## start GIVEN PASSAGE
Please let me know your idea about this problem or probable solution to solve it. 
what is the best solution for me in order to increase Vgpu in 4850 ?


----------



## tomcug (Sep 6, 2008)

ARH, I'm not sure, but I think that you could have killed your card by soldering between these points. Your card could have been fed with more than 1,6V voltage.


----------



## Deleted member 24505 (Sep 6, 2008)

Sorry to say arh,but unless you are sure of what you are doing,you should not volt mod.

You need to use a pencil for the pencil mod,by shorting the contacts,you have used zero resistance,thereby feeding your gpu 1.6volts at least,you have probably killed the gpu.

If you get another one,please *do not* try to vmod it unless you are 100% sure of what you are doing.

There are loads of people on here who can guide you through the process before you jump in and try it.


----------



## tomcug (Sep 6, 2008)

What's more, I bet he did this with stock cooler . Another card in the heaven .


----------



## ARH (Sep 7, 2008)

hi

thanks for your comments friends. hope Gigabyte RMA accept my damaged video card, and I can try again with your respect guides.


----------



## Deleted member 24505 (Sep 7, 2008)

I think if you get a new card arh,you should just run it stock.


----------



## tomcug (Sep 7, 2008)

I think you should run your card at stock settings too. However, if you really want to pencil mod it, then you'll have to use PENCIL and always measure resistance.


----------



## ARH (Sep 8, 2008)

tigger69 said:


> I think if you get a new card arh,you should just run it stock.



I need to do this volt mode guys, If I can get new card I will do it with your valuable aids.you know that volt mode is a risk and when I decide to do this, I have accepted this risk.  I should appreciate for your guides again.
## end GIVEN PASSAGE
● **WRITTEN INSTRUCTION 1**:
Answer these questions about the forum thread:
(a) In tomcug's first reply, what voltage does he say the card could have been fed?
(b) What tool does Deleted member 24505 say must be used for the pencil mod?
(c) Whose RMA does ARH hope will accept the damaged video card?
## start RECORDS TO PROCESS
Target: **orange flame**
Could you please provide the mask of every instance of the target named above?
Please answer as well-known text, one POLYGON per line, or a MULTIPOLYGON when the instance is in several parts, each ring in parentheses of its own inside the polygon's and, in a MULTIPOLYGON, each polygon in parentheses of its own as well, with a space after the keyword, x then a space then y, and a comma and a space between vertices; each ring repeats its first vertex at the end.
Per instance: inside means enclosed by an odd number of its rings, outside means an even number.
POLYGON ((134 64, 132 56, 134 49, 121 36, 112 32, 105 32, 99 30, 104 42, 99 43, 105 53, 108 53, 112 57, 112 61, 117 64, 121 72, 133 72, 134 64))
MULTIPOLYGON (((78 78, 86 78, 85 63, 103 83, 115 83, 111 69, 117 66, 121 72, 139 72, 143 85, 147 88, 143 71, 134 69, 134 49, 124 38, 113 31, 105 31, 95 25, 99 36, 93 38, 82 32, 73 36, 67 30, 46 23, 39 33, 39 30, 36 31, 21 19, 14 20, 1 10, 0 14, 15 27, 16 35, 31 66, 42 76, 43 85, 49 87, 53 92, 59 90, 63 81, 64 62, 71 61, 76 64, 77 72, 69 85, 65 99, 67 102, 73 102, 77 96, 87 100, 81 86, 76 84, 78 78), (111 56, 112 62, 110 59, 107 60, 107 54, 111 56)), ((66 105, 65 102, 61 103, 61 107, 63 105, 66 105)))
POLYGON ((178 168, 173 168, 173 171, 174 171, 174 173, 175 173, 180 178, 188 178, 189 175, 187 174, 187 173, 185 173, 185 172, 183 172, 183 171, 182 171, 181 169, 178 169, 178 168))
## end RECORDS TO PROCESS
● **WRITTEN INSTRUCTION 2**: Copy out the lines of the entries word for word, starting at the first line of the entries and ending at the line that contains "Could you please", with both of those lines included.

● **COMPLETE OUTPUT 1**:
(a) More than 1,6V.
(b) A pencil.
(c) Gigabyte's.

● **COMPLETE OUTPUT 2**:
Target: **orange flame**
Could you please provide the mask of every instance of the target named above?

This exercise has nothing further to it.